** Requirements **
Edit the lines below so that "place a marker on each" becomes "put a dot on each one" wherever it occurs, and keep everything else the same.

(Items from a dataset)
— begin —
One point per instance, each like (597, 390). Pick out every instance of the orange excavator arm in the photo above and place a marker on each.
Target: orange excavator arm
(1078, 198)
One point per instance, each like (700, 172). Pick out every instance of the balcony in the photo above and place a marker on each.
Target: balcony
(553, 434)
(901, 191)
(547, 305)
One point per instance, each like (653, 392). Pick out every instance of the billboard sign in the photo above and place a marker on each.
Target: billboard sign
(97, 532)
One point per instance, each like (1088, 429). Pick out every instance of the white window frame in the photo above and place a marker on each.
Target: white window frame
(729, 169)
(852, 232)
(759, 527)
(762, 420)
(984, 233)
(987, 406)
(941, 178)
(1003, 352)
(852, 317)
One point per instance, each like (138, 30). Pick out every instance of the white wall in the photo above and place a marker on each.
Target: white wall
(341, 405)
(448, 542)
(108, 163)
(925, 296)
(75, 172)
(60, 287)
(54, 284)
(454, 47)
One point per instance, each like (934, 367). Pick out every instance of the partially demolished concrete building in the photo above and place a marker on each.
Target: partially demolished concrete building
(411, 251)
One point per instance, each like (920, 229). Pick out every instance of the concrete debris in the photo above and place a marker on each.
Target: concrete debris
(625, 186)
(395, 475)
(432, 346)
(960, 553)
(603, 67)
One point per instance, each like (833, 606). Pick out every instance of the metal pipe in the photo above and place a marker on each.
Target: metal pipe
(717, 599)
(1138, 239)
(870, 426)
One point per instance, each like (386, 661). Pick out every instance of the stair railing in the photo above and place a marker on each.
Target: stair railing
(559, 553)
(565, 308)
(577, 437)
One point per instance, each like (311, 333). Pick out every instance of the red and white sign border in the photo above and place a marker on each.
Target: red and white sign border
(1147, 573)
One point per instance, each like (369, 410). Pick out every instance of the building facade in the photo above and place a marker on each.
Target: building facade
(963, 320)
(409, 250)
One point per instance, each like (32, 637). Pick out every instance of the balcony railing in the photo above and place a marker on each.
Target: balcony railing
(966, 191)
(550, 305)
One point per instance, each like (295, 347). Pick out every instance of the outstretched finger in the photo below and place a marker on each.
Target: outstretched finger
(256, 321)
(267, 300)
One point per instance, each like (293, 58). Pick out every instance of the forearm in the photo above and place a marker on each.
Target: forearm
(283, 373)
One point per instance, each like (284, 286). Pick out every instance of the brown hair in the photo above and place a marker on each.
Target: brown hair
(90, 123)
— end —
** Written reply **
One point per instance, each like (597, 390). Pick out every instance of the orange excavator arm in the photo above and put a dot on each one.
Target: orange excavator arm
(1078, 198)
One point per instance, each like (700, 172). Pick out every instance of the balcony in the photo above and put a dot on each one.
Target: balcony
(553, 434)
(901, 191)
(547, 305)
One point per instance, each like (653, 392). Pick out every instance of the billboard sign in the photo above and put a dot on each one.
Target: billboard sign
(97, 532)
One point per instance, each like (1088, 429). Pick out every instance of the white window frame in the photo above and put a dot on each one.
Target: white window frame
(729, 169)
(852, 232)
(759, 527)
(762, 420)
(984, 233)
(987, 406)
(941, 178)
(1003, 352)
(852, 317)
One point per instance, each like (138, 30). Pick out every instance of the white wall in the photo above and put a dot on each one.
Target: white wall
(341, 405)
(448, 542)
(108, 163)
(925, 296)
(75, 172)
(60, 287)
(54, 284)
(454, 47)
One point per instance, each like (934, 367). Pick out every instance of the partially demolished concrete building in the photo above and put a dot on each one.
Target: partially demolished concrete building
(411, 251)
One point per instance, each like (920, 229). Pick out every instance of the concrete debris in the photo above and put a dot on each one.
Target: concrete debris
(625, 186)
(395, 475)
(432, 346)
(960, 553)
(603, 67)
One point per instance, each like (833, 606). Pick out every instance of the metal pipe in the photo above and put a dot on each one.
Target: metal pipe
(717, 599)
(1138, 239)
(870, 426)
One point per instance, each like (386, 661). Pick out every instance of the stair railing in the photo above and put a dot on each one.
Target: stair railing
(559, 553)
(565, 308)
(577, 437)
One point per instance, each like (311, 333). Pick out every instance of the red and white sign border in the photo above and put a dot on each one.
Target: red and white sign border
(1147, 573)
One point per instance, each like (369, 410). Pick out every instance of the building facade in the photo above and put a dot on each one.
Target: building facade
(963, 320)
(409, 250)
One point per instance, each like (32, 637). Pick out every instance of the balcony railing in the photo above and put a dot on each one.
Target: balcony railing
(966, 191)
(550, 305)
One point per instance, each like (295, 347). Pick out every instance of the outstretched finger in the photo below and put a dot on each one.
Target: outstretched finger
(256, 321)
(267, 300)
One point per instance, each like (293, 58). Pick out every instance of the forearm in the photo above and put a dot on each one.
Target: forearm
(283, 373)
One point per instance, each like (284, 286). Pick out every instance of the brown hair in the photo above and put a dot on each one.
Target: brown hair
(90, 123)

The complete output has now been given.